◆ SELECTED PASSAGE
—————

Options Reference
This page documents every option you can pass in the options dictionary of your DAG configuration. Options are organized by scope: common options apply to all orchestrators, while backend-specific options only apply to a given orchestrator or execution environment.
All options are string values in YAML:
dag:
options:
option_name: "value"
Common options
These options are recognized by all orchestrators and execution environments.
sl_env_var
Starlake environment variables passed as a JSON-encoded string. These variables are injected into the execution environment of every task.
| Type | JSON string |
| Default | {} |
| Required | No |
dag:
options:
sl_env_var: '{"SL_ROOT": "/opt/starlake", "SL_DATASETS": "/opt/starlake/datasets", "SL_ENV": "PROD", "SL_TIMEZONE": "Europe/Paris"}'
Common variables inside sl_env_var:
| Variable | Description |
|---|---|
SL_ROOT | Root directory of the Starlake project |
SL_DATASETS | Datasets directory (defaults to ${SL_ROOT}/datasets) |
SL_ENV | Environment name (e.g., SNOWFLAKE, BIGQUERY, SPARK) |
SL_TIMEZONE | Timezone for scheduling |
SL_LOG_LEVEL | Logging level |
pre_load_strategy
Defines the strategy used to conditionally load the tables of a domain.
| Type | none | imported | ack | pending |
| Default | none |
| Required | No |
dag:
options:
pre_load_strategy: "imported"
NONE
No pre-load check. The domain loads unconditionally.
- Airflow
- Dagster


IMPORTED
Checks that at least one file exists in the landing area (${SL_ROOT}/incoming/{domain} by default). If files are found, sl_import is called to import the domain before loading. Otherwise, loading is skipped silently.

—————

◆ EXTRACTED DATA

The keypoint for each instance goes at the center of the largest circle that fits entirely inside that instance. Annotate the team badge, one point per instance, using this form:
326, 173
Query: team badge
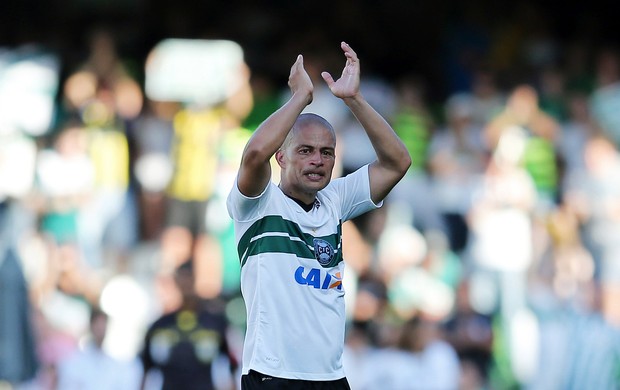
323, 251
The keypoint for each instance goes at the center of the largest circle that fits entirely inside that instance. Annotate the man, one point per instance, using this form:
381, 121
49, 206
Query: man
186, 345
289, 236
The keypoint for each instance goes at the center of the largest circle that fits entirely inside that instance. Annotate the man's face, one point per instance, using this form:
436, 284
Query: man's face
307, 161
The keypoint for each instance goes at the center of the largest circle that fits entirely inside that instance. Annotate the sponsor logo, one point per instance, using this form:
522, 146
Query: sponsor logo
318, 278
323, 251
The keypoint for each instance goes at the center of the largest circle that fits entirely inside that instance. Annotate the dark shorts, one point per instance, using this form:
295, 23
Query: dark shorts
188, 214
256, 380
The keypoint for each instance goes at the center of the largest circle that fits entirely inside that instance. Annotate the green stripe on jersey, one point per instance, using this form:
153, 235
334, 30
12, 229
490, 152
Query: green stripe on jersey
274, 234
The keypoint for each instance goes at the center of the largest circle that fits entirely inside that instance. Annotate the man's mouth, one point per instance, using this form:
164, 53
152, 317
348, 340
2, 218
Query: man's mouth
314, 176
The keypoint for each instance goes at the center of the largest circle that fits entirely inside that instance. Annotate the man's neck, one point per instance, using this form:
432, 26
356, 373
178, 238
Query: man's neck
301, 203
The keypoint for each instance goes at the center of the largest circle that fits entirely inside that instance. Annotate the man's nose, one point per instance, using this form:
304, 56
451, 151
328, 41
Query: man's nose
317, 158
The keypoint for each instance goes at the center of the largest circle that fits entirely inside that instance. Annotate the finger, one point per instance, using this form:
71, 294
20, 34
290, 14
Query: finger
348, 51
327, 77
299, 64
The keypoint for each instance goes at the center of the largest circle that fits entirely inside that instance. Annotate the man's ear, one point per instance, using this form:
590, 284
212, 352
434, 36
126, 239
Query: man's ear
280, 158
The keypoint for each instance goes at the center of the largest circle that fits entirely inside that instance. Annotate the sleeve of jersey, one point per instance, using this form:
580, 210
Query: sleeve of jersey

—————

◆ JOB A
For the options reference, decide whether each statement agrees with it, answering yes or no and quoting the deciding words: (i) Common options apply to all orchestrators. (ii) Variables in sl_env_var are injected only into the first task. (iii) Under the imported strategy, loading fails with an error when no files are found.
◆ JOB B
Using the options reference, explain what decides whether the imported pre-load strategy calls sl_import before loading a domain, and what happens otherwise.
◆ JOB C
Carry on the options reference from the point where it stops.

◆ OUTPUT A
(i) Yes: "common options apply to all orchestrators"
(ii) No: "These variables are injected into the execution environment of every task."
(iii) No: "Otherwise, loading is skipped silently."

◆ OUTPUT B
The imported strategy checks the landing area, which is ${SL_ROOT}/incoming/{domain} by default, for at least one file. If it finds files, it calls sl_import to import the domain before loading. If it finds none, loading is skipped silently.

◆ OUTPUT C
pre_load_strategy: "imported"
- Airflow
- Dagster


PENDING
Checks that at least one file exists in the pending datasets area (${SL_ROOT}/datasets/pending/{domain} by default). Otherwise, loading is skipped.
pre_load_strategy: "pending"
- Airflow
- Dagster


ACK
Checks that an acknowledgment file exists at the specified path (${SL_ROOT}/datasets/pending/{domain}/{date}.ack by default). Otherwise, loading is skipped.
pre_load_strategy: "ack"
Related options for ACK strategy:
| Option | Default | Description |
|---|---|---|
global_ack_file_path | ${SL_DATASETS}/pending/{domain}/{date}.ack | Path to the acknowledgment file |
ack_wait_timeout | 3600 (1 hour) | Timeout in seconds to wait for the ACK file |
- Airflow
- Dagster


run_dependencies_first
When set to true, all dependencies (upstream tables and tasks) for each transformation are generated as tasks within the same DAG. When false (the default), the orchestrator's native data-aware scheduling mechanism is used instead.
| Type | true | false (string) |
| Default | false |
| Required | No |
dag:
options:
run_dependencies_first: "true"
See the Dependencies section for a detailed explanation of both strategies.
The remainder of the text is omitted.